Texte de la page:
• • • • •
Entretien du Lundi - Daniel Costantini : « une distinction réservée aux gens qui sont partis. »
Pour vous rendre à la Maison du Handball, demandez la rue Daniel Costantini. Une adresse unique, s’il en est ! Le premier entraîneur double champion du monde avec les Bleus réagit à cet honneur et il évoque aussi l’actualité du Handball qui est toujours un peu la sienne.
Quelle a été ton impression lorsque tu as découvert la Maison du Handball ?
Au printemps dernier, j’avais mis un casque et des bottes pour visiter le chantier qui avait déjà de l’allure. J’avais été impressionné. C’était certes un peu virtuel mais dans le cadre d’une collaboration avec le couple Nicaise sur la muséologie de la Maison du Handball, j’ai eu le plaisir d’être impliqué. Je l’ai découverte terminée, tout récemment, à la fin du mois d’août, pour la présentation de la LFH. Je suis entré dans un bâtiment dont je n’avais jamais rêvé, imaginé. Et au sens vulgaire du terme, cette Maison du Handball a vraiment de la gueule. Je suppose que les entraîneurs nationaux y trouveront leur compte. Olivier Kumbholz va prochainement essuyer les plâtres, si j’ose dire, car tout n’est pas totalement terminé. Il nous dira tout le plaisir qu’il aura eu à bénéficier de cet outil pour préparer l’Euro.
As-tu suivi la genèse du projet ?
• • • • •
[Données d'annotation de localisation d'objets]

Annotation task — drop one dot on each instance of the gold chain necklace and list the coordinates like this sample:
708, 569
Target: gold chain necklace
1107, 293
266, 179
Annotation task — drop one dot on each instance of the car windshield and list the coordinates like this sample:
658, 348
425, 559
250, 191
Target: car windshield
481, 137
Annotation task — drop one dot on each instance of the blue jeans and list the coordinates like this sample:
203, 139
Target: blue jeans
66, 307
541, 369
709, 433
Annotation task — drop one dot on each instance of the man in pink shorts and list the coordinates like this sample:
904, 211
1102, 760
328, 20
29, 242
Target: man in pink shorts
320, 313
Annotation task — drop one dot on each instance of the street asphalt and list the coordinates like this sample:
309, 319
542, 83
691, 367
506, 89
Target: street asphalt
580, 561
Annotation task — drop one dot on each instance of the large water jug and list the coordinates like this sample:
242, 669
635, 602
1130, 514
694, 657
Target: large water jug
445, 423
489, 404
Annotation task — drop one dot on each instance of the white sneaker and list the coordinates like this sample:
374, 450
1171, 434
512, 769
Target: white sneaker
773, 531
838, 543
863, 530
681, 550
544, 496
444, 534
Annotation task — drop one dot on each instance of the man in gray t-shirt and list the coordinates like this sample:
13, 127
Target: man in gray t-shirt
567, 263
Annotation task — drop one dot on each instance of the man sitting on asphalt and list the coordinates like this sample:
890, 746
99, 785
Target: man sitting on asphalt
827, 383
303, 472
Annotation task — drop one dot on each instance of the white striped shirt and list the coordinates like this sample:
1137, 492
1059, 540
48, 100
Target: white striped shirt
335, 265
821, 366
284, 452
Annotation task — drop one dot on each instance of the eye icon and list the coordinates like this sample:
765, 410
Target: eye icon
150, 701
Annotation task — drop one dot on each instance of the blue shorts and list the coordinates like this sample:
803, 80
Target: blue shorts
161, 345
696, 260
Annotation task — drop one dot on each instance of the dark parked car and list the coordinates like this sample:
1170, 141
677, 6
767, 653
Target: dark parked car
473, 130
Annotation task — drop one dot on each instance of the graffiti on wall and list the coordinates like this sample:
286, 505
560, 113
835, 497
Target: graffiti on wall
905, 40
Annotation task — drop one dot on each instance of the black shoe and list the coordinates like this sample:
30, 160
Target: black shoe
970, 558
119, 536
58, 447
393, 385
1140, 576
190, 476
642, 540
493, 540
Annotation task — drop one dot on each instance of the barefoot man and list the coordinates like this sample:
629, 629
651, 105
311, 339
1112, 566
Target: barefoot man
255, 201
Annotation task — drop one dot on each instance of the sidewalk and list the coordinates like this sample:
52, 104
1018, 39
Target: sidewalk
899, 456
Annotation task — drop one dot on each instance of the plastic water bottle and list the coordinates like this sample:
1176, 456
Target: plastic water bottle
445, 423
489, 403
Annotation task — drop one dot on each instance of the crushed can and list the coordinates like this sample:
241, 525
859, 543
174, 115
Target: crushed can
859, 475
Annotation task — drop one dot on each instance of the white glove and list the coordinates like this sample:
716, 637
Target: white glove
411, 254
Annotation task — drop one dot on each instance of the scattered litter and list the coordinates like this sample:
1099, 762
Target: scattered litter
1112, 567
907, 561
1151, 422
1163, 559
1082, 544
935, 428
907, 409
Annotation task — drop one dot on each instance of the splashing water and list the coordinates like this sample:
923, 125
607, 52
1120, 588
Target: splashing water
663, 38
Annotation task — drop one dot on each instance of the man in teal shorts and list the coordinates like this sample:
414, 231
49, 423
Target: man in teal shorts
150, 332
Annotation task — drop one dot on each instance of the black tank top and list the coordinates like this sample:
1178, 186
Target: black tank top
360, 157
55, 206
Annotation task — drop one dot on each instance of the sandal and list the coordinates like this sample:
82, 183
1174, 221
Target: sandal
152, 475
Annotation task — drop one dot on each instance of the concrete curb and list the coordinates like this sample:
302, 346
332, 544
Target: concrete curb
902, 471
• • • • •
Consigne 1: Recopiez mot pour mot, dans l'entretien avec Daniel Costantini, tout ce qui va de "Au printemps dernier, j’avais" jusqu'à "du projet ?".
Consigne 2: D'après l'entretien avec Daniel Costantini, à quel moment a-t-il découvert la Maison du Handball une fois terminée ?
Consigne 3: Écrivez la suite de l'entretien avec Daniel Costantini, à partir de l'endroit où il s'arrête.

Réponse finale 1:
Au printemps dernier, j’avais mis un casque et des bottes pour visiter le chantier qui avait déjà de l’allure. J’avais été impressionné. C’était certes un peu virtuel mais dans le cadre d’une collaboration avec le couple Nicaise sur la muséologie de la Maison du Handball, j’ai eu le plaisir d’être impliqué. Je l’ai découverte terminée, tout récemment, à la fin du mois d’août, pour la présentation de la LFH. Je suis entré dans un bâtiment dont je n’avais jamais rêvé, imaginé. Et au sens vulgaire du terme, cette Maison du Handball a vraiment de la gueule. Je suppose que les entraîneurs nationaux y trouveront leur compte. Olivier Kumbholz va prochainement essuyer les plâtres, si j’ose dire, car tout n’est pas totalement terminé. Il nous dira tout le plaisir qu’il aura eu à bénéficier de cet outil pour préparer l’Euro.
As-tu suivi la genèse du projet ?

Réponse finale 2: Tout récemment, à la fin du mois d'août, pour la présentation de la LFH.

Réponse finale 3:
Je n’avais jamais rêvé à un tel ouvrage. Même lorsque nous avons commencé à gagner, je ne pensais pas que les moyens de la fédération permettraient de mobiliser de tels fonds. Le premier projet concernant une implantation à Colombes auquel je n’étais pas favorable car trop excentré et trop connecté Racing Métro 92. De plus cela correspondait à une époque où j’avais une relation épidermique avec la fédération. Je venais de me retirer des affaires. Lorsque le projet a capoté, je suis retombé sur mes pieds. Joël Delplanque a repris les choses en main et j’ai vécu le projet, par personne interposée, au travers de ma compagne qui travaille à la fédération. Il y a quelques années, j’avais présidé la commission sur les grandes salles et je n’étais donc pas un béotien sur un tel dossier. Joël Delplanque a réussi ce projet avec un montage financier exceptionnel. De plus, cet équilibre des parties prenantes ne met pas en péril le budget de la fédération par rapport à ses fonds propres.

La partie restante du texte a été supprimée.